- SUPPLIED ENTRIES:
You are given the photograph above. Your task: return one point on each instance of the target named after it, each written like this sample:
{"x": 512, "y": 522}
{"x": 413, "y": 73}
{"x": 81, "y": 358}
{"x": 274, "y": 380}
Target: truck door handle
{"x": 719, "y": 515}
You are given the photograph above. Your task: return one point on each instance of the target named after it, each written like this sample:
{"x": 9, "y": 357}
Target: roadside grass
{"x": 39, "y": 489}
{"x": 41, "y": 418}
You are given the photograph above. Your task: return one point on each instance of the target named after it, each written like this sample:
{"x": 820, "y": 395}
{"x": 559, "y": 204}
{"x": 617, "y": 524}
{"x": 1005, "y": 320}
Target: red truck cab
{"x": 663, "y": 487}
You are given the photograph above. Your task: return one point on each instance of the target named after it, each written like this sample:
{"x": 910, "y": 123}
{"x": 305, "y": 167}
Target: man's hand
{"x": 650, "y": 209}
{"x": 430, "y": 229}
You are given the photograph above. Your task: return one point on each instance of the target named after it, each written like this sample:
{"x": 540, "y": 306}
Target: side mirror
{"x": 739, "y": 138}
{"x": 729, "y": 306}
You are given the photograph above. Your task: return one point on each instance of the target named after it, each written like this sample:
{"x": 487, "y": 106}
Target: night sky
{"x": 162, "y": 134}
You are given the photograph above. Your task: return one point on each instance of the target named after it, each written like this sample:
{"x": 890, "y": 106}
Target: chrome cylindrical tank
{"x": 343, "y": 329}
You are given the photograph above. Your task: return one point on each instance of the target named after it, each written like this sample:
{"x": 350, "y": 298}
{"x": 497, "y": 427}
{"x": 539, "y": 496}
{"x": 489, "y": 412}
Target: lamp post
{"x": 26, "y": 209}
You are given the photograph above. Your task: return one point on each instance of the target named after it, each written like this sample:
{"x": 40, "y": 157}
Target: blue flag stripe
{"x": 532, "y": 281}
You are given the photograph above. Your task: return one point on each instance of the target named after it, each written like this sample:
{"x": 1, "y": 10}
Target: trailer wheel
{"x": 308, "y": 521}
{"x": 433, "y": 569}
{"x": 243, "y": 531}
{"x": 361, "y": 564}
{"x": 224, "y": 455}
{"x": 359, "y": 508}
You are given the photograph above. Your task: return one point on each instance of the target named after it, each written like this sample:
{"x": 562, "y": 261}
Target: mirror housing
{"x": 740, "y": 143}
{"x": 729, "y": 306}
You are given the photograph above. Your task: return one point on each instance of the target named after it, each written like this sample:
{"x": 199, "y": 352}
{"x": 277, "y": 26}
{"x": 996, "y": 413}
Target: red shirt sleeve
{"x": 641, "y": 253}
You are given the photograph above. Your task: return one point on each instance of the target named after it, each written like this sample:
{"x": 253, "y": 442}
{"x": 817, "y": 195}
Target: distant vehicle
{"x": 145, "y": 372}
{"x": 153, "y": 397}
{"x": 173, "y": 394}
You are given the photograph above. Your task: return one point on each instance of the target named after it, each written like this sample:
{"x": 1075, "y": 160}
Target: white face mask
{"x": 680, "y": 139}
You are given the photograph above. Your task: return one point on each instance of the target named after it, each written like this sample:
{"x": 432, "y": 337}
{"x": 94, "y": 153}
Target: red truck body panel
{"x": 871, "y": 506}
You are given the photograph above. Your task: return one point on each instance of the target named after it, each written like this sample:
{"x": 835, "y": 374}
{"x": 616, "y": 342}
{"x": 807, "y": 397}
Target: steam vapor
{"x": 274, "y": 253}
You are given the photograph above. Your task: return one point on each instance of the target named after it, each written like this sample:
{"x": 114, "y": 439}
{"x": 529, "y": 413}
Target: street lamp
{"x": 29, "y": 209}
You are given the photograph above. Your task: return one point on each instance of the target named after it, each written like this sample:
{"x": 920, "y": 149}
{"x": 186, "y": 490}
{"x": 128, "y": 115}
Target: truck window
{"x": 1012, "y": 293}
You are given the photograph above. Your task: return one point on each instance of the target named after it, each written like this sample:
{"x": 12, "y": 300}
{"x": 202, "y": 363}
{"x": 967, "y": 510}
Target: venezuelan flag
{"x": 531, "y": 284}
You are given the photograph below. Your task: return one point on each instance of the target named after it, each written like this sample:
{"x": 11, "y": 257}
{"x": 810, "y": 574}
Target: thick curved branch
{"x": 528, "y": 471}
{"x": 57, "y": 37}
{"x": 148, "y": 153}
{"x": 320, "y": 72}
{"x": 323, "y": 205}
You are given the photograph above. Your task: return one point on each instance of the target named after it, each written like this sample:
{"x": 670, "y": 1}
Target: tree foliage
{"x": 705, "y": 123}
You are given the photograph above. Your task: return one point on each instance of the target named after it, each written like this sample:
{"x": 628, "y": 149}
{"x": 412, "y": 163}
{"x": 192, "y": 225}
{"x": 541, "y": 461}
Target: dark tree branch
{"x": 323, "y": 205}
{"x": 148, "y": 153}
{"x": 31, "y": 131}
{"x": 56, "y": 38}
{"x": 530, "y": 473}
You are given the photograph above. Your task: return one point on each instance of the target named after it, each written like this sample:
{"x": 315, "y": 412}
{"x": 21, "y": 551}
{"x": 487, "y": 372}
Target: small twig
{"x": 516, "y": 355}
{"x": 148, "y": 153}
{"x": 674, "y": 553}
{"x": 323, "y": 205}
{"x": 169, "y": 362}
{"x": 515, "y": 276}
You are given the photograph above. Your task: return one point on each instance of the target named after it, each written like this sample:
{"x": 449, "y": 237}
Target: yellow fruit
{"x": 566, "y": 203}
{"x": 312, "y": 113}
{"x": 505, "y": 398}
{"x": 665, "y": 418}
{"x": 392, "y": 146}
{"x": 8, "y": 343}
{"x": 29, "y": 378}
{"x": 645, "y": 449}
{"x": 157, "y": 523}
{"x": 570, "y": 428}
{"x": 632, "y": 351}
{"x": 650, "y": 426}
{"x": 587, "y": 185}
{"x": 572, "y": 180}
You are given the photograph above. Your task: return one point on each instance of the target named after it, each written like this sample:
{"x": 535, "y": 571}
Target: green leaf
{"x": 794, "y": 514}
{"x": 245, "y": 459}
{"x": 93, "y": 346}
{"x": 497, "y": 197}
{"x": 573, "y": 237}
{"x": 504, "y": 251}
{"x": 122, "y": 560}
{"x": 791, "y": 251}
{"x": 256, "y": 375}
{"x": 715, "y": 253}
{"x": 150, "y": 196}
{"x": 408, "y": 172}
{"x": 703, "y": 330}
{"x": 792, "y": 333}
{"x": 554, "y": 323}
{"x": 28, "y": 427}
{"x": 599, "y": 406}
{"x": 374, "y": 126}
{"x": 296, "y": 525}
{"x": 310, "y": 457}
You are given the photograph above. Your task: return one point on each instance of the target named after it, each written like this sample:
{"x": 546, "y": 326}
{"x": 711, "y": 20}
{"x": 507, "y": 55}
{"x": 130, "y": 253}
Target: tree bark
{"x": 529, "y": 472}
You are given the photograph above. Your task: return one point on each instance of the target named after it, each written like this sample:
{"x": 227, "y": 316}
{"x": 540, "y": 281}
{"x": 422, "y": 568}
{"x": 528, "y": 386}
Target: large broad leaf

- WHAT TO WORK ON: Print the entries exactly. Include every one.

- WRITTEN ANSWER:
You are given the photograph above. Your task: return one point on each instance of the target named after it, each written like this sample:
{"x": 512, "y": 522}
{"x": 413, "y": 73}
{"x": 81, "y": 358}
{"x": 274, "y": 380}
Target: truck door handle
{"x": 719, "y": 515}
You are given the photograph above. Your task: return one point on each instance of the target named after it, each written like this sample:
{"x": 9, "y": 357}
Target: roadside grass
{"x": 39, "y": 489}
{"x": 41, "y": 418}
You are given the photograph above. Your task: return one point on each instance of the target named after it, each written like this sample:
{"x": 820, "y": 395}
{"x": 559, "y": 204}
{"x": 617, "y": 524}
{"x": 1005, "y": 320}
Target: red truck cab
{"x": 663, "y": 487}
You are given the photograph above. Your task: return one point on each instance of the target named after it, each written like this sample:
{"x": 910, "y": 123}
{"x": 305, "y": 167}
Target: man's hand
{"x": 650, "y": 209}
{"x": 430, "y": 229}
You are given the photograph above. Your task: return one point on each instance of the target named after it, each written like this sample:
{"x": 540, "y": 306}
Target: side mirror
{"x": 739, "y": 138}
{"x": 729, "y": 306}
You are given the photograph above. Your task: return one point on each instance of the target named after it, each written like this sample:
{"x": 487, "y": 106}
Target: night sky
{"x": 162, "y": 134}
You are given the photograph above. Your task: return one point on each instance of the target named after it, each written like this sample:
{"x": 890, "y": 106}
Target: chrome cylindrical tank
{"x": 343, "y": 329}
You are given the photograph above. Your task: return one point on each instance of the target named after it, each written like this sample:
{"x": 350, "y": 298}
{"x": 497, "y": 427}
{"x": 539, "y": 496}
{"x": 489, "y": 412}
Target: lamp post
{"x": 26, "y": 209}
You are given the photograph above. Your task: return one point on each instance of the target named after it, each written like this sample:
{"x": 40, "y": 157}
Target: blue flag stripe
{"x": 532, "y": 281}
You are given the photograph above. Your task: return one point on each instance of the target named after it, each written like this sample:
{"x": 1, "y": 10}
Target: trailer wheel
{"x": 308, "y": 521}
{"x": 433, "y": 569}
{"x": 243, "y": 531}
{"x": 361, "y": 564}
{"x": 224, "y": 455}
{"x": 359, "y": 508}
You are given the photograph above. Your task: return one point on each instance of the target named after it, each written like this sample:
{"x": 562, "y": 261}
Target: mirror housing
{"x": 740, "y": 143}
{"x": 729, "y": 306}
You are given the photograph above. Your task: return one point on each instance of the target named after it, each written like this sample:
{"x": 199, "y": 352}
{"x": 277, "y": 26}
{"x": 996, "y": 413}
Target: red shirt sleeve
{"x": 641, "y": 253}
You are given the photograph above. Your task: return one point on each instance of the target named after it, each written like this sample:
{"x": 253, "y": 442}
{"x": 817, "y": 195}
Target: distant vehicle
{"x": 145, "y": 372}
{"x": 153, "y": 397}
{"x": 173, "y": 394}
You are given the photograph above. Your task: return one point on each instance of the target named after it, each written like this sample:
{"x": 1075, "y": 160}
Target: white face mask
{"x": 680, "y": 139}
You are given the photograph above. Your task: return one point on each instance of the target named after it, each written like this sample:
{"x": 432, "y": 337}
{"x": 94, "y": 153}
Target: red truck body panel
{"x": 871, "y": 506}
You are given the photograph above. Your task: return one point on each instance of the target named after it, each written like this sample:
{"x": 835, "y": 374}
{"x": 616, "y": 342}
{"x": 807, "y": 397}
Target: steam vapor
{"x": 274, "y": 253}
You are given the photograph above. Your task: return one point on each instance of the target named after it, each written like this sample:
{"x": 114, "y": 439}
{"x": 529, "y": 413}
Target: street lamp
{"x": 29, "y": 209}
You are given the photograph above. Your task: return one point on each instance of the target named after it, each written like this sample:
{"x": 920, "y": 149}
{"x": 186, "y": 490}
{"x": 128, "y": 115}
Target: truck window
{"x": 1012, "y": 293}
You are given the photograph above. Your task: return one point on each instance of the target named after it, each written like this sample:
{"x": 12, "y": 300}
{"x": 202, "y": 363}
{"x": 967, "y": 510}
Target: venezuelan flag
{"x": 531, "y": 284}
You are given the photograph below. Your task: return one point on each instance of the target named after it, each written like this sample:
{"x": 11, "y": 257}
{"x": 810, "y": 574}
Target: thick curved branch
{"x": 528, "y": 471}
{"x": 57, "y": 37}
{"x": 148, "y": 153}
{"x": 320, "y": 72}
{"x": 323, "y": 205}
You are given the photograph above. Your task: return one point on each instance of the target named after it, each written like this sample:
{"x": 670, "y": 1}
Target: tree foliage
{"x": 705, "y": 123}
You are given the photograph above. Your task: return one point on each instance of the target named after it, each written like this sample:
{"x": 628, "y": 149}
{"x": 412, "y": 163}
{"x": 192, "y": 225}
{"x": 541, "y": 461}
Target: dark tree branch
{"x": 323, "y": 205}
{"x": 148, "y": 153}
{"x": 31, "y": 131}
{"x": 56, "y": 38}
{"x": 530, "y": 473}
You are given the photograph above. Your task: return one point on each instance of the target named after it, each written like this sample:
{"x": 315, "y": 412}
{"x": 21, "y": 551}
{"x": 487, "y": 372}
Target: small twig
{"x": 516, "y": 355}
{"x": 148, "y": 153}
{"x": 674, "y": 553}
{"x": 323, "y": 205}
{"x": 169, "y": 362}
{"x": 515, "y": 276}
You are given the photograph above. Your task: return one point on each instance of the target named after it, each written like this sample:
{"x": 449, "y": 237}
Target: yellow fruit
{"x": 566, "y": 203}
{"x": 312, "y": 113}
{"x": 505, "y": 398}
{"x": 665, "y": 418}
{"x": 392, "y": 146}
{"x": 8, "y": 343}
{"x": 29, "y": 378}
{"x": 645, "y": 449}
{"x": 157, "y": 523}
{"x": 570, "y": 428}
{"x": 632, "y": 351}
{"x": 650, "y": 426}
{"x": 587, "y": 185}
{"x": 572, "y": 180}
You are given the photograph above. Your task: return one point on each instance of the target named after it, each written like this sample:
{"x": 535, "y": 571}
Target: green leaf
{"x": 794, "y": 514}
{"x": 245, "y": 459}
{"x": 93, "y": 346}
{"x": 497, "y": 197}
{"x": 573, "y": 237}
{"x": 504, "y": 251}
{"x": 122, "y": 560}
{"x": 791, "y": 251}
{"x": 256, "y": 375}
{"x": 715, "y": 253}
{"x": 150, "y": 196}
{"x": 408, "y": 172}
{"x": 703, "y": 330}
{"x": 792, "y": 333}
{"x": 554, "y": 323}
{"x": 28, "y": 427}
{"x": 599, "y": 406}
{"x": 374, "y": 126}
{"x": 296, "y": 525}
{"x": 310, "y": 457}
You are given the photograph above. Your task: return one point on each instance of the target named after it, each written like this sample:
{"x": 546, "y": 326}
{"x": 711, "y": 20}
{"x": 507, "y": 55}
{"x": 130, "y": 253}
Target: tree bark
{"x": 529, "y": 472}
You are given the photograph above. Your task: return one point on each instance of the target named after it, each written like this sample:
{"x": 227, "y": 316}
{"x": 540, "y": 281}
{"x": 422, "y": 568}
{"x": 528, "y": 386}
Target: large broad leaf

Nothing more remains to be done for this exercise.